▶ [Passage to read]
┏━━

We went through the poem, verse by verse, and I gave it to him as more of a narrative. "Here, the man is sad because the woman he loves is gone - her name is Lenore. And he's reading books trying not to think about his sorrow." That kind of thing. We talked about some of the language used and what the words mean, and he told me his impressions. He didn't have a lot to say, but he enjoyed the poem and I have to admit, I was tickled.

Afterwards, he wanted to make a raven, so we found a template for a raven art project and he got to coloring and cutting. We happened to have some black craft feathers, so he glued those on for dramatic effect. It needed time to dry, so it is sitting on the bookshelf overnight; but I'm thinking about suggesting that we put it up over a doorway, as if perched above the chamber door :).

Today we read it again, once through, and I asked him to "narrate" it with a picture. We often do "narrations" of things I read aloud, where he tells it back to me in his own words. But this time I thought he could just draw his impression or a scene from the poem. He drew a big raven perched on a statue above a door. He wrote the word "Nevermore" coming from the Raven's mouth. It was a cute touch. Then he wanted to write some of the poem along the side of his picture to tell part of the story. He chose a line and I helped him spell the words he didn't know.

We're tackling another selection tomorrow - a passage from one of Poe's stories (the name is escaping me right now). I'm enjoying sharing this stuff with him so much!

┗━━

▶ [Records excerpted from a collection]

┏━━

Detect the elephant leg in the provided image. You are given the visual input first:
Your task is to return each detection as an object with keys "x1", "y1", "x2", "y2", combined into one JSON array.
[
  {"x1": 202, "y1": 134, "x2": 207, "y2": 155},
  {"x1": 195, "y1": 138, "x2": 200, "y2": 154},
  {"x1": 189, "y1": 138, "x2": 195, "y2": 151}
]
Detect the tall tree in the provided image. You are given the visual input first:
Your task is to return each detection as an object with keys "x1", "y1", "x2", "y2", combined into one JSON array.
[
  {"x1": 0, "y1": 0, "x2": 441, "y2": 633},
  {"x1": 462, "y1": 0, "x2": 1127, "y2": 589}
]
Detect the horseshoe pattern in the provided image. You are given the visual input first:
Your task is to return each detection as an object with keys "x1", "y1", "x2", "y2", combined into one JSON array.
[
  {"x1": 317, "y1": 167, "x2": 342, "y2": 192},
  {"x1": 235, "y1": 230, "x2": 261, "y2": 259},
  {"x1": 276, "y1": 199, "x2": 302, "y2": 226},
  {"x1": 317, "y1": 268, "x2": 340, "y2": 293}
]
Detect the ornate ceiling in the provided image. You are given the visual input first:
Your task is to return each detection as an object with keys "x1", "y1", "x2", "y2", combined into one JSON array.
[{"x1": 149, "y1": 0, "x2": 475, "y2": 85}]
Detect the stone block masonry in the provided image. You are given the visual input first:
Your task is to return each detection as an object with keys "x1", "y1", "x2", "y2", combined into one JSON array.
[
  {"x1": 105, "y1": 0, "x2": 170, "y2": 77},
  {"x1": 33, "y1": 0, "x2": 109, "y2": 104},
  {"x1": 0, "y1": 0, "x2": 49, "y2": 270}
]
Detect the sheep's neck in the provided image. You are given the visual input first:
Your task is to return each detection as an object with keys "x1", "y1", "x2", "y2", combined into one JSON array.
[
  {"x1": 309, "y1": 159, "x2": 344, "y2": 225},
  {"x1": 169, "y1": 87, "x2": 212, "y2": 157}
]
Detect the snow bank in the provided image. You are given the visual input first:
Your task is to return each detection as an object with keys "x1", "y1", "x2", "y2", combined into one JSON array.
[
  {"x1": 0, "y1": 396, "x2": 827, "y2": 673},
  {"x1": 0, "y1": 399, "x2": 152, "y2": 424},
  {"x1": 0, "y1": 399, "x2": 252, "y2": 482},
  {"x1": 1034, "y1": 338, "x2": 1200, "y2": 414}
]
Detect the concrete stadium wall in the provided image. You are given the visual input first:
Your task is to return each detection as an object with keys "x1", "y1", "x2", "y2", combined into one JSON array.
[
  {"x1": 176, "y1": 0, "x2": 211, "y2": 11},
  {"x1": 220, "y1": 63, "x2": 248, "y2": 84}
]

┗━━

▶ [Task 1] Output the stretch of the poem-reading passage from "Today we read" through "he didn't know.", copied word for word.
▶ [Task 2] In the poem-reading passage, what word did he write coming from the raven's mouth in his drawing?
▶ [Task 3] Write the next part of the poem-reading passage, picking up after its final sentence.

▶ [Answer box 1]
Today we read it again, once through, and I asked him to "narrate" it with a picture. We often do "narrations" of things I read aloud, where he tells it back to me in his own words. But this time I thought he could just draw his impression or a scene from the poem. He drew a big raven perched on a statue above a door. He wrote the word "Nevermore" coming from the Raven's mouth. It was a cute touch. Then he wanted to write some of the poem along the side of his picture to tell part of the story. He chose a line and I helped him spell the words he didn't know.

▶ [Answer box 2] "Nevermore"

▶ [Answer box 3]
Friday, October 21, 2011

7 Quick Takes - Fall Edition




1. I love fall. Even though I live in the Pacific Northwest, which means it rains a lot (but heck, it rains most of the year anyway, so I'm used to it), fall is so lovely. Crisp, cool air. Vibrant colors. Beautiful sunsets. Scarves and knee high boots. And the food... oh the food.

2. I love fall food! Soups and stews and chili and squash. Mmmmmmm. I have a torrid love affair with my crockpot and it breaks into full swing when the weather cools. Oh how I love me some crockpot soup!

3. And pumpkin pie. Nothing tastes more like fall, and the forthcoming holidays, quite like pumpkin pie. I'm awesome at pies (and by awesome, I mean I rock pie making) but there's a grocery store nearby that makes pumpkin pies that are *almost* as good as mine. My dear husband brought one home tonight, and ooooooooohhhhhhh. Let's just say I ate way too much and enjoyed every last bite. That stuff is like crack to me.



4. Speaking of crockpots, tonight I made Spinach Chicken Artichoke Dip, posted by Wellness Mama. Oh my stars, was it good! I am married to a man who could make a serious run for the "Pickiest Eater in the World" contest. He is tough to please, and like all picky people, he defends himself with, "I just know what I like!" In any case, he took one look at my crockpot full of cheesey goodness and gave me The Look. I've known him since we were 15 - I know The Look. It was the look that said, "I'll try this if I absolutely have to, but only because I'm hungry and you took the time to make it, but I just know I'm going to hate it." It's quite similar to the look a four year old will give you when you tell him to try "just one bite" of his dinner (and yes, I did just compare my husband to a four year old - don't worry, I'd say it to his face). :) He did take the bite and the look melted into another one I am familiar with, the "This is so good I'm perfectly willing to admit I was wrong because I love it." I get that one a lot too.

So yeah... try it. It's yummy.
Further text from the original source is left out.